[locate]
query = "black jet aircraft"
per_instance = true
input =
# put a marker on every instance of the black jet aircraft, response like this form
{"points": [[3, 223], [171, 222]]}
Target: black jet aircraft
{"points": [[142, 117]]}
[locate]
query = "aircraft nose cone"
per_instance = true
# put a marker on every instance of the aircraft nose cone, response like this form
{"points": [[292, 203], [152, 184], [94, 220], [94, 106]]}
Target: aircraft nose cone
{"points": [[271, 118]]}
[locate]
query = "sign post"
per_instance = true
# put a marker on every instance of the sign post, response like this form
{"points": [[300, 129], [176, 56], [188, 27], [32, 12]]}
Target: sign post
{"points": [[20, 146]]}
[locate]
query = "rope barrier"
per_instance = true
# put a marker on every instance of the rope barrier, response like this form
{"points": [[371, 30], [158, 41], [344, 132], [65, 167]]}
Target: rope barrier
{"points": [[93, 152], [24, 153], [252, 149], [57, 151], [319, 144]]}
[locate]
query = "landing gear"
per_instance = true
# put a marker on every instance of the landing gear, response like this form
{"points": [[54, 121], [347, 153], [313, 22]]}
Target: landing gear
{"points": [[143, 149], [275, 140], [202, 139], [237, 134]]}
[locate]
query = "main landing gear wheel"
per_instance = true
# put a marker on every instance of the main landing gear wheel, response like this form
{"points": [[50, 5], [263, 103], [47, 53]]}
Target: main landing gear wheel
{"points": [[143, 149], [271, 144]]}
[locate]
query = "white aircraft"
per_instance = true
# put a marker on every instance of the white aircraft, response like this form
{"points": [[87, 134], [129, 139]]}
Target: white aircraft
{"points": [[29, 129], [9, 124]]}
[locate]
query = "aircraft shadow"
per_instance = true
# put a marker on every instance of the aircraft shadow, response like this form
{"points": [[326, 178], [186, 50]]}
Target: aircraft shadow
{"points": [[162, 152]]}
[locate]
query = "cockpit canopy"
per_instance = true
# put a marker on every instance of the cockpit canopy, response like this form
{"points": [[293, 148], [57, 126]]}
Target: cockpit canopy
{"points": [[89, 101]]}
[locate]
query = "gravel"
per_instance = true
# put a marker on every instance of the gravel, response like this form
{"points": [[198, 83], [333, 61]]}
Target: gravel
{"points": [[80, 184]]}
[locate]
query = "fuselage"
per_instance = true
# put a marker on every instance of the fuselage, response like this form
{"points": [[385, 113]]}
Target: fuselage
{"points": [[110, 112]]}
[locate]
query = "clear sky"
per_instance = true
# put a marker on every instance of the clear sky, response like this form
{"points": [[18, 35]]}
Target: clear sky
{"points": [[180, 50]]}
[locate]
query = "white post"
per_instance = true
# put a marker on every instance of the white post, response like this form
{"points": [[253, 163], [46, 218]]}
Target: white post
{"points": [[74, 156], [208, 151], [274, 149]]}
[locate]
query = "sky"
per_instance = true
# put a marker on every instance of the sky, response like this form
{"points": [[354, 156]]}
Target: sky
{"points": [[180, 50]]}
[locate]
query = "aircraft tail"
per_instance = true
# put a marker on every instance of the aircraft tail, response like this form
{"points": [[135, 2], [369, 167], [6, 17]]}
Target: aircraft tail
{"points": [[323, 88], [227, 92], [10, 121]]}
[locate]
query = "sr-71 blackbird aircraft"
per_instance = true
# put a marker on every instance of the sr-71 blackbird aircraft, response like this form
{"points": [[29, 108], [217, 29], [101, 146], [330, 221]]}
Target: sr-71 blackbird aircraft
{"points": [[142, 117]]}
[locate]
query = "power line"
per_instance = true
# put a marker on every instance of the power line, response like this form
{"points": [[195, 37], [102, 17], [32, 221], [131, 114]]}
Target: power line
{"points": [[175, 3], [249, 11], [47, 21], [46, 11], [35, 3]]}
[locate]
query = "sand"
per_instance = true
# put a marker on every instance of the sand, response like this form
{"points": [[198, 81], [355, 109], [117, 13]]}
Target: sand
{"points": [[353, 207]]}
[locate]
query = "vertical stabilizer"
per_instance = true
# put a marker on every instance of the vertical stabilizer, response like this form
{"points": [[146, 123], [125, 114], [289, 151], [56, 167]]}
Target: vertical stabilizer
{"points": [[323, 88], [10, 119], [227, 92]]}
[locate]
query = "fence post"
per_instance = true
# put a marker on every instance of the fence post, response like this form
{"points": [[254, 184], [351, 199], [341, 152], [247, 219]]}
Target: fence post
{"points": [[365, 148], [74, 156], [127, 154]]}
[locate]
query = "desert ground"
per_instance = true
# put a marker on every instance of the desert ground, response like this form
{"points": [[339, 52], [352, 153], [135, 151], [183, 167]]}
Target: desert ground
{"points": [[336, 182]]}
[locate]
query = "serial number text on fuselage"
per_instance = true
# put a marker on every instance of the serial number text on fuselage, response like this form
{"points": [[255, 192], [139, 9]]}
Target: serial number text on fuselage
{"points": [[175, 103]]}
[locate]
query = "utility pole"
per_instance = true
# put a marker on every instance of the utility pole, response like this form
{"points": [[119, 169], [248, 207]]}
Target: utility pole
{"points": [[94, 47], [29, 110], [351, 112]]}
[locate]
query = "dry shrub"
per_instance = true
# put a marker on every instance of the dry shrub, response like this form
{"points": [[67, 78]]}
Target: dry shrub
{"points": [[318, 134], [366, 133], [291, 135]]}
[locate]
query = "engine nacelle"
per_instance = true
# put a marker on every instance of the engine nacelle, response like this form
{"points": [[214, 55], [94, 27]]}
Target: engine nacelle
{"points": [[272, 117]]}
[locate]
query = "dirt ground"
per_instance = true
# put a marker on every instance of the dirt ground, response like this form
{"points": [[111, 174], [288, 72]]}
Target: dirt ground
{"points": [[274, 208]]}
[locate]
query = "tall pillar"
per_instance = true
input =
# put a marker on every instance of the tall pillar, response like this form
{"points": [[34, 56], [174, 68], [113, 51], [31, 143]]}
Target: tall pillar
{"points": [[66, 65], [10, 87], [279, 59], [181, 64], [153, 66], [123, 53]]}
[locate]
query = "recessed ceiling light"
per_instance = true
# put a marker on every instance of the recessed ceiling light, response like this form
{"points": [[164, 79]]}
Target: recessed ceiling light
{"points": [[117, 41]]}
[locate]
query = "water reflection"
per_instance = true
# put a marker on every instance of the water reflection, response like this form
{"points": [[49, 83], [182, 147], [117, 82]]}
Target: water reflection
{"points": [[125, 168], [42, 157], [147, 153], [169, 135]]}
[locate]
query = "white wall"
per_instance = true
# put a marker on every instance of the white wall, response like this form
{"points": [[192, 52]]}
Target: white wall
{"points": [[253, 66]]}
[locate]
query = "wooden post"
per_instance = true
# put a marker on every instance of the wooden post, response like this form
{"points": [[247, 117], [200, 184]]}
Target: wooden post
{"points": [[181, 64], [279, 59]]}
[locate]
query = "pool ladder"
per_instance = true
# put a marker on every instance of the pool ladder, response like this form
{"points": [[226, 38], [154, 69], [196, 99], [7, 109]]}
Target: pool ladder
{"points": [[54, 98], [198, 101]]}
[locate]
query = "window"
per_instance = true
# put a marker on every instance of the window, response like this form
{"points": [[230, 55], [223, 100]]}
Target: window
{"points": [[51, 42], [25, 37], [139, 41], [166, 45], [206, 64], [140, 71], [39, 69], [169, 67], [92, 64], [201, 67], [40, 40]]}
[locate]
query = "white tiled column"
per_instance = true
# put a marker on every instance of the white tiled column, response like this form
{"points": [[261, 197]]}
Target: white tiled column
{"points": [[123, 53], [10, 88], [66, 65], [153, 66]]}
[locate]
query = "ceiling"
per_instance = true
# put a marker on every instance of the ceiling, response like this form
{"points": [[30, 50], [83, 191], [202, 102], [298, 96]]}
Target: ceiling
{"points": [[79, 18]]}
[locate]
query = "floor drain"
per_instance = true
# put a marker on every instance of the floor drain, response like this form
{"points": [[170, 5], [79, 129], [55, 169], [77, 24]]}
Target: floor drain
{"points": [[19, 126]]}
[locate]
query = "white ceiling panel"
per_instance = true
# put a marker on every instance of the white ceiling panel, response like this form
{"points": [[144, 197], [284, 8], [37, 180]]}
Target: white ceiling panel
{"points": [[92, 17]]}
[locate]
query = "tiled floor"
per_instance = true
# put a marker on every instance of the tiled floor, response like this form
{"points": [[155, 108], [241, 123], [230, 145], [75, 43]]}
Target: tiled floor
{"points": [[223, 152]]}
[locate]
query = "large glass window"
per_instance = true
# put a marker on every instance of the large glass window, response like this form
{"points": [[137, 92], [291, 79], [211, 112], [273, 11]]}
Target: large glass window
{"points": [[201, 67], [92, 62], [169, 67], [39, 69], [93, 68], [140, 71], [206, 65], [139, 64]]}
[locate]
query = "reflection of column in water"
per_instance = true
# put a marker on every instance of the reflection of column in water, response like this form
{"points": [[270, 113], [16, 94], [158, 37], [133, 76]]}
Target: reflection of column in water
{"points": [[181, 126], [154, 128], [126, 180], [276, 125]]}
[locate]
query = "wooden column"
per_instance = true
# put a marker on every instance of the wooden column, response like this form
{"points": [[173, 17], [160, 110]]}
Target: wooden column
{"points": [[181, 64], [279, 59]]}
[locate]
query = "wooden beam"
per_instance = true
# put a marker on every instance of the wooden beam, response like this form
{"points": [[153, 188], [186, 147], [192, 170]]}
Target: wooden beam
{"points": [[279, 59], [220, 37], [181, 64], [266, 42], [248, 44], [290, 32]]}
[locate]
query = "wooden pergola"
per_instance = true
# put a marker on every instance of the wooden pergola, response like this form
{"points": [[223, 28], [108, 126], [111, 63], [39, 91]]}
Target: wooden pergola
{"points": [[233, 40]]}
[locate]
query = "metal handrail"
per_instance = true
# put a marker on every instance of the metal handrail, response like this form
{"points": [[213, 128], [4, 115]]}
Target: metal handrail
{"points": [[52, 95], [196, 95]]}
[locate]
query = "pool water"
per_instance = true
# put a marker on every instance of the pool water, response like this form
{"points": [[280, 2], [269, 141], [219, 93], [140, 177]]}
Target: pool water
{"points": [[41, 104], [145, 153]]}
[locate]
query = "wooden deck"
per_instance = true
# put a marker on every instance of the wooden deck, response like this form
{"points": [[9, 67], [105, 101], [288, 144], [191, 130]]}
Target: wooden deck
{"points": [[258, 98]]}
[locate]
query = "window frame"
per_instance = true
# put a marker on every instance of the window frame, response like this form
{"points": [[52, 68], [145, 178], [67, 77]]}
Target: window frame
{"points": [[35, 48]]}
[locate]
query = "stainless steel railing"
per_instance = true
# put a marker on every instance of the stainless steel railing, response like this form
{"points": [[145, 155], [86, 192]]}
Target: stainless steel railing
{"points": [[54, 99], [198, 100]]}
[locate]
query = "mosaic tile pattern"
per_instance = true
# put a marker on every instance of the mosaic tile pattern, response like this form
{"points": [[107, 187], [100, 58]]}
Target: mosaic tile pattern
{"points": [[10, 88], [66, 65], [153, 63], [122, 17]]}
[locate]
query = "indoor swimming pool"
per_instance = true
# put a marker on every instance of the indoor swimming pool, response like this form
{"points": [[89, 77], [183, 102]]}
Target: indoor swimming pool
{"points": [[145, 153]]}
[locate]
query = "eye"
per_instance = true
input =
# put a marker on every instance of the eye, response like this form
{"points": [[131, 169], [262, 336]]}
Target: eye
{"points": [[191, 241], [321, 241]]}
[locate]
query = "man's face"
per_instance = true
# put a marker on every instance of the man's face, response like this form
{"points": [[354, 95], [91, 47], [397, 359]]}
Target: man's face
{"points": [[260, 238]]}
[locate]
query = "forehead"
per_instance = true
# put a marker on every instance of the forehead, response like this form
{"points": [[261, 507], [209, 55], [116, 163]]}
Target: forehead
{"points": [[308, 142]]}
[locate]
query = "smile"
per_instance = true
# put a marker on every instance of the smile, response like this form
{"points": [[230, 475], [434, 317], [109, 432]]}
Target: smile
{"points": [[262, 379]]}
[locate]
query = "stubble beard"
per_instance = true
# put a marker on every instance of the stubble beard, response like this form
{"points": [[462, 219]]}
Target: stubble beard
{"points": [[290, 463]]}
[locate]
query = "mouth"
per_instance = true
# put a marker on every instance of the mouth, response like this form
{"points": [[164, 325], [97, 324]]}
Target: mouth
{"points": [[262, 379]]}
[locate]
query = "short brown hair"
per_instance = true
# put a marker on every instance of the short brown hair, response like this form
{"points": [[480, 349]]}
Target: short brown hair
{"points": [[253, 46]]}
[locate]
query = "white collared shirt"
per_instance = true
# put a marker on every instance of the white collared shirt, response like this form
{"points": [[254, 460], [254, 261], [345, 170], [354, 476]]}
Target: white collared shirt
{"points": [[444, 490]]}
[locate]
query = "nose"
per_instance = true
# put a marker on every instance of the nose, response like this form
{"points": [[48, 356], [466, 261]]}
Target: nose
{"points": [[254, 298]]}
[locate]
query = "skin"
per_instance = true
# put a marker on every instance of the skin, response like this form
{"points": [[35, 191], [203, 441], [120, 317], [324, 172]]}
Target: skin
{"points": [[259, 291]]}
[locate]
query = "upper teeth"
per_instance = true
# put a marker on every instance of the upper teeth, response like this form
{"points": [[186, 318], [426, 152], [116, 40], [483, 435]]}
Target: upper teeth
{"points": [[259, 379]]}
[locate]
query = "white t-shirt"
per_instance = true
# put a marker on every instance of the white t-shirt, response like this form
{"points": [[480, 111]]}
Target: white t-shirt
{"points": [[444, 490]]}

- - - - -

DIRECTION: Tally the lines in the data that contain the string "glass", matching case exactly, and reply with only the number.

SOLUTION FOR THIS TASK: 3